[RECORDS]

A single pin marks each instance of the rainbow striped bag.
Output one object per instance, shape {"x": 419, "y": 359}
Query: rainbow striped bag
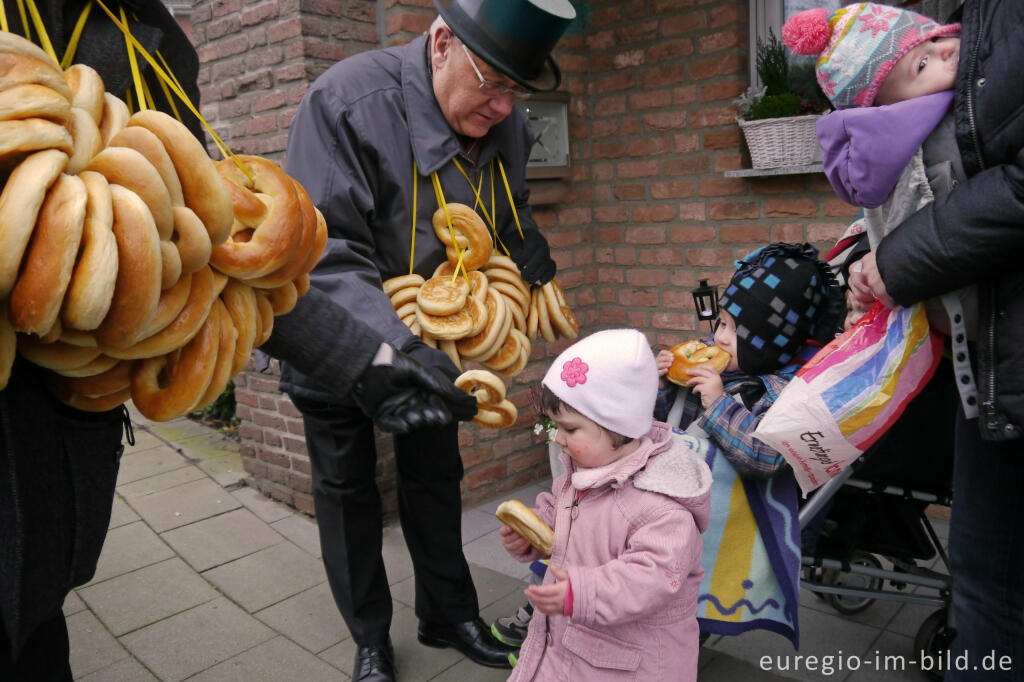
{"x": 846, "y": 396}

==

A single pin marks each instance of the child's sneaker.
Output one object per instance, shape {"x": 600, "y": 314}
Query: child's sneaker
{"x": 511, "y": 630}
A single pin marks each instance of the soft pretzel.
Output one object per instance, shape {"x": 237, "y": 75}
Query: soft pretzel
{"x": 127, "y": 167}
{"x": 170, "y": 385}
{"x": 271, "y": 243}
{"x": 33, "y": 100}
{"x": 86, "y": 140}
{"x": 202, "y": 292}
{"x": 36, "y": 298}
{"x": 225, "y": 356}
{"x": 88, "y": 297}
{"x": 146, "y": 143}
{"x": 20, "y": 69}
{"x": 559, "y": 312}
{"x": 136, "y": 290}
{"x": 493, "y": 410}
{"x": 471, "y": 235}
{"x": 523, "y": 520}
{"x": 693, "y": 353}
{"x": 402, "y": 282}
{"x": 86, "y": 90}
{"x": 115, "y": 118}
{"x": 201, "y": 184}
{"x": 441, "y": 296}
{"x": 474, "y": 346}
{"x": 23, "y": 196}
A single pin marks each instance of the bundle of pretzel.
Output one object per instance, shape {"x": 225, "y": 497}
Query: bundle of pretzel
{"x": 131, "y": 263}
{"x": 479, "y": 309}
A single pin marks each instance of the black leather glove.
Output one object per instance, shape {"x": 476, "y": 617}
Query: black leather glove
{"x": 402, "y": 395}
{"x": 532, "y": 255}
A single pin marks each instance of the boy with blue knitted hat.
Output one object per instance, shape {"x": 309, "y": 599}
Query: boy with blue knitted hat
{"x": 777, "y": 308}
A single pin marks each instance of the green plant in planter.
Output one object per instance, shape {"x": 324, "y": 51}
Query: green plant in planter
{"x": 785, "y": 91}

---

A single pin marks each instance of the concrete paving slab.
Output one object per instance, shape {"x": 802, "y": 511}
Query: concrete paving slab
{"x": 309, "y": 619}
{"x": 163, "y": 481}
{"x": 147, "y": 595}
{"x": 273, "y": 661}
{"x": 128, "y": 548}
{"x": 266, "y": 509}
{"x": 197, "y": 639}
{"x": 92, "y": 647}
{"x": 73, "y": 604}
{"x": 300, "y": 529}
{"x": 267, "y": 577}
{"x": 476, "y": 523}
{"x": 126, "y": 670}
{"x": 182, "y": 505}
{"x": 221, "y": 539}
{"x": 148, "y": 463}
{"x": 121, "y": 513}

[EXERCISE INSTRUCTIONS] Where a line above holds the word "single", copy it.

[TASK RESULT]
A single pin marks each instance of the rainbow striped bag.
A single pin marks each instance of the child's sneaker.
A single pin marks each instance of the soft pretzel.
A single pin marks each instance of the bundle of pretzel.
A single pin marks each instance of the black leather glove.
A single pin marks each instance of the boy with blue knitted hat.
A single pin marks each instance of the green plant in planter.
A single pin marks each instance of the concrete paving slab.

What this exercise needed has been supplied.